* Objectif visé: Extrayez de la critique de ballet, sans y apporter la moindre modification, tout le passage qui va de « On signalera que » jusqu'à « tous leurs rêves) ».

On signalera que parmi ces jeunes danseuses, certaines passent
effectivement leur diplôme de fin
d’études, et devraient
vraisemblablement trouver un engagement dans une compagnie (qui peut
être, ou n’être pas, le Mariinsky, objet
probable de tous leurs rêves)
à l’issue de ces représentations,
tandis que d’autres ont encore une ou
deux années de scolarité à effectuer
au sein de l’Académie. Si aucune
ne révèle de manque ou de fragilité
véritable, tant sur le plan
scénique que technique et stylistique,
l’interprète la plus
impressionnante de ce prologue reste néanmoins Yulia
Stepanova, qui, en
Fée des Lilas, ne paraît à aucun moment
avoir usurpé son rôle
d’héroïne. Un certain physique "maison",
fin et longiligne (la tendance
semble toutefois se porter plus féminine et moins gracile
ces derniers
temps), une danse naturellement musicale, une autorité
scénique
indéniable, sans déploiement de force
"à la Petushkova", et un contrôle
parfait du mouvement l’éloignant de toute faute de
goût, la rendent
pleinement convaincante dans ce rôle aristocratique, sans
doute plus du
reste, et toutes proportions gardées (le contexte
n’est pas non plus le
même), que la jolie Lilya Lishchuk qui, à peine
sortie de l’école,
débutait – précipitamment ? - dans ce
même rôle deux jours auparavant,
cette fois avec la troupe même du Mariinsky. Margarita
Frolova se
révèle quant à elle piquante, pleine
de charme et d’acuité dans le tutu
blanc de la Fée Tendresse (Candide dans la tradition
impériale), un
ensemble de qualités qui trouvent à s'exprimer de
manière évidente dans
le pas de deux d'Harlequinade
sur lequel elle est distribuée dans le spectacle du
lendemain. Viktoria
Brileva parvient pour sa part à se montrer tranchante sans
excès ni
cabotinage dans la variation de la Fée Audace (Violente). On
aura
également été heureux de retrouver ici
même l’Américaine Keenan Kampa,
découverte à Lausanne en 2007 (où elle
avait atteint les demi-finales),
dans le tutu rose de la Fée
Générosité (Miettes qui tombent).
L’Académie Vaganova est bien plus internationale
qu’on ne croit
d’ordinaire… Carabosse, enfin, est
incarnée ici par une interprète
féminine (lors de la représentation du ballet
donnée par le Mariinsky
cette même semaine, c'était un homme), Evgenia
Kiseleva, dont le mime,
très professionnel, manque toutefois de
l’ambiguïté ou de la subtilité
que possède sans nul doute le personnage de la mauvaise
fée dans la
version Sergueïev, loin des productions "Disney" du ballet,
teintées de
caricature…
Entrée
de l'Académie Vaganova
La
deuxième partie du programme propose après
l’entracte une série
de divertissements variés sur fond de draperies et de
lustres impériaux
– revisités par l’esthétique
de concert soviétique? - un décor bien
connu de tous les amateurs du Kirov… L’orchestre
dirigé par Pavel
Bubelnikov y sévit sans grande délicatesse, en
alternance avec des
musiques enregistrées qui peuvent se
révéler pénibles, a fortiori dans
un tel écrin théâtral. En ouverture de
ce volet, Scherzo,
chorégraphié par Irina Larionova sur une musique
de Stravinsky, se
présente comme une pièce d’esprit
balanchinien, qui mérite d’être
signalée car elle réunit autour d’un
couple de solistes un corps de
ballet composé de jeunes élèves de
l’Académie Vaganova, très peu
présents lors de ce programme avant tout
dédié aux aînés. Reprise
régulièrement à l’occasion
du spectacle de fin d’études, elle suscite
au lever du rideau un discret murmure d’admiration du public,
séduit
par les alignements géométriques
qu’elle offre, image en creux de la
merveilleuse et mythique discipline de l’école.

* Données présentées:
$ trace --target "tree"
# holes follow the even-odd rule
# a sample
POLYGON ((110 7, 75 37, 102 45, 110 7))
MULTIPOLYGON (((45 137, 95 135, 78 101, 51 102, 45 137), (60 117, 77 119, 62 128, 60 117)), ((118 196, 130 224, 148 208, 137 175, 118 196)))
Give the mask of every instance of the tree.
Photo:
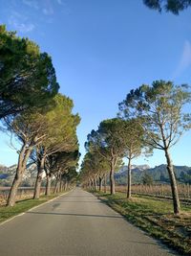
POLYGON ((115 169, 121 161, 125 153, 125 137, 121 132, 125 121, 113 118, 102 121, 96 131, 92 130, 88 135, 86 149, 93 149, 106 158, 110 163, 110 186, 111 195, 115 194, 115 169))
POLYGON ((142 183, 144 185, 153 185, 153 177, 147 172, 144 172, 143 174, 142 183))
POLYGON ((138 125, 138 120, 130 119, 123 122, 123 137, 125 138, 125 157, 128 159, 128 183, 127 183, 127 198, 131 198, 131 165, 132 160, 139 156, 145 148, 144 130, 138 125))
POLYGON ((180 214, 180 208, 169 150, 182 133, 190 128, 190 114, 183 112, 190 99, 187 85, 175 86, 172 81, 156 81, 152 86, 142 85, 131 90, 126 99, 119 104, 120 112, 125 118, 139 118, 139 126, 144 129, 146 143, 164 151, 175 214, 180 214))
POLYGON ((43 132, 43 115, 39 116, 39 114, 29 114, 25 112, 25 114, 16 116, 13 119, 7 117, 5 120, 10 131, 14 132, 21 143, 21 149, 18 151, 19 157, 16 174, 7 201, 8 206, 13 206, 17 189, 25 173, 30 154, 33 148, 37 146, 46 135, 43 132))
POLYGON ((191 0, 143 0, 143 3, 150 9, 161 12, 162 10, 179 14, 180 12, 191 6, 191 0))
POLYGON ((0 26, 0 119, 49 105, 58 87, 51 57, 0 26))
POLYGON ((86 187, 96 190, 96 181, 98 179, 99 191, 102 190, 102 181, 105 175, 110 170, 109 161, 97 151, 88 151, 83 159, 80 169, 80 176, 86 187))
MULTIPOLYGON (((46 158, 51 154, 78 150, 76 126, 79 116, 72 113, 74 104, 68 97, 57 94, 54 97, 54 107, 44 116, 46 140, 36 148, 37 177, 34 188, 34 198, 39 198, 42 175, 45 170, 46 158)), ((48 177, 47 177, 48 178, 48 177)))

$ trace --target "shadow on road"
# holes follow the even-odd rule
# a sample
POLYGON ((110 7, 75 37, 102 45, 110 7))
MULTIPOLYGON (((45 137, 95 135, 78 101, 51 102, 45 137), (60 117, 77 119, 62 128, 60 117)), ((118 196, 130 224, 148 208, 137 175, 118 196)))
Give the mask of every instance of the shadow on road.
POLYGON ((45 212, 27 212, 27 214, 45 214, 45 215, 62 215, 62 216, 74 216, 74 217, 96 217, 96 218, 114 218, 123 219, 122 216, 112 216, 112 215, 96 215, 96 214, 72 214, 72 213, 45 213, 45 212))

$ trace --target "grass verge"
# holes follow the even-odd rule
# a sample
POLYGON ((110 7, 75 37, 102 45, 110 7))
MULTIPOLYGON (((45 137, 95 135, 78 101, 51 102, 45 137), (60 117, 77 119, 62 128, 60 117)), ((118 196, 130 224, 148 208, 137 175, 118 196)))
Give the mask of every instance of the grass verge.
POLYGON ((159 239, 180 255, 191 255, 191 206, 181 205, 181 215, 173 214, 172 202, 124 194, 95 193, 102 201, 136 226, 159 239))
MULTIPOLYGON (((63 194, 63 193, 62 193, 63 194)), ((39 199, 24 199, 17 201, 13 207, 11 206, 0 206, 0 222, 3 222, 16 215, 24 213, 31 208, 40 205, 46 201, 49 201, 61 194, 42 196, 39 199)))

==

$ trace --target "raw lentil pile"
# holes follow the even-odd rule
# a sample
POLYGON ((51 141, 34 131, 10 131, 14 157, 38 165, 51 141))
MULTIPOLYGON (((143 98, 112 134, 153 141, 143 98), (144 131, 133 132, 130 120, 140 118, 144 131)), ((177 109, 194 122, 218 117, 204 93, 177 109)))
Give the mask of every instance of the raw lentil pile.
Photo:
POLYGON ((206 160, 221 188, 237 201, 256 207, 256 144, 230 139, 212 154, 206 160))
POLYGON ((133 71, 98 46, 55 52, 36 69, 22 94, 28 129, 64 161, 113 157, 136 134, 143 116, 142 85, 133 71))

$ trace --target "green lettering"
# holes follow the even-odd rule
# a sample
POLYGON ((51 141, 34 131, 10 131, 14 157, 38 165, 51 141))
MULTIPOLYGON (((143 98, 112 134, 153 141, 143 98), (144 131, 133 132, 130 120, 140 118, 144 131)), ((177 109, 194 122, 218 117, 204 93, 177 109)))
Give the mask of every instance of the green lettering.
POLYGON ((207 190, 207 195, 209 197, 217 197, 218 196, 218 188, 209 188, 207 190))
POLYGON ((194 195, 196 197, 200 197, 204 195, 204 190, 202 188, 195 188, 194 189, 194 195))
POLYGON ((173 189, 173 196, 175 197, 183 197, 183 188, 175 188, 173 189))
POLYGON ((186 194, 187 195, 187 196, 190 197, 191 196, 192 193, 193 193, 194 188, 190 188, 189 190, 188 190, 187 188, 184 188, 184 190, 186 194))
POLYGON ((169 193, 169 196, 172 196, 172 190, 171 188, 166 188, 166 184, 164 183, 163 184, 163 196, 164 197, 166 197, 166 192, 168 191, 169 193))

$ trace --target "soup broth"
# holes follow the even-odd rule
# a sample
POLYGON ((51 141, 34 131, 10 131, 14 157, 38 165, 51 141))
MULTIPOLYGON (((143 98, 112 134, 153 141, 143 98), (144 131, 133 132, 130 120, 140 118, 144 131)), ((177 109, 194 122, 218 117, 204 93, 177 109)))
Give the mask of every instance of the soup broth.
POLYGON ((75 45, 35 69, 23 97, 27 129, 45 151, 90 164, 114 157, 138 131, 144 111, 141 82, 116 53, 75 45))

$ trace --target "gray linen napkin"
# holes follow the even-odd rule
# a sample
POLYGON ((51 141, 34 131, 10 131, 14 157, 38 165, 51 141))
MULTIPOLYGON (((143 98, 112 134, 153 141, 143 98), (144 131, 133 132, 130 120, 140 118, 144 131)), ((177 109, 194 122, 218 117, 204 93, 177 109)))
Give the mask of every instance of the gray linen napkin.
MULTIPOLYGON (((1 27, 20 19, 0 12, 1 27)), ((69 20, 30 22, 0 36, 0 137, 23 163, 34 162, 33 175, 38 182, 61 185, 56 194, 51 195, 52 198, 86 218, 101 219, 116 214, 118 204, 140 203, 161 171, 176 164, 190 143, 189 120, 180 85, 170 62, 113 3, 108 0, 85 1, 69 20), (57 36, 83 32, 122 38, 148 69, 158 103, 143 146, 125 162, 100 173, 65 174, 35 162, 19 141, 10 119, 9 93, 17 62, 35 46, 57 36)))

* Solution proposée:
On signalera que parmi ces jeunes danseuses, certaines passent
effectivement leur diplôme de fin
d’études, et devraient
vraisemblablement trouver un engagement dans une compagnie (qui peut
être, ou n’être pas, le Mariinsky, objet
probable de tous leurs rêves)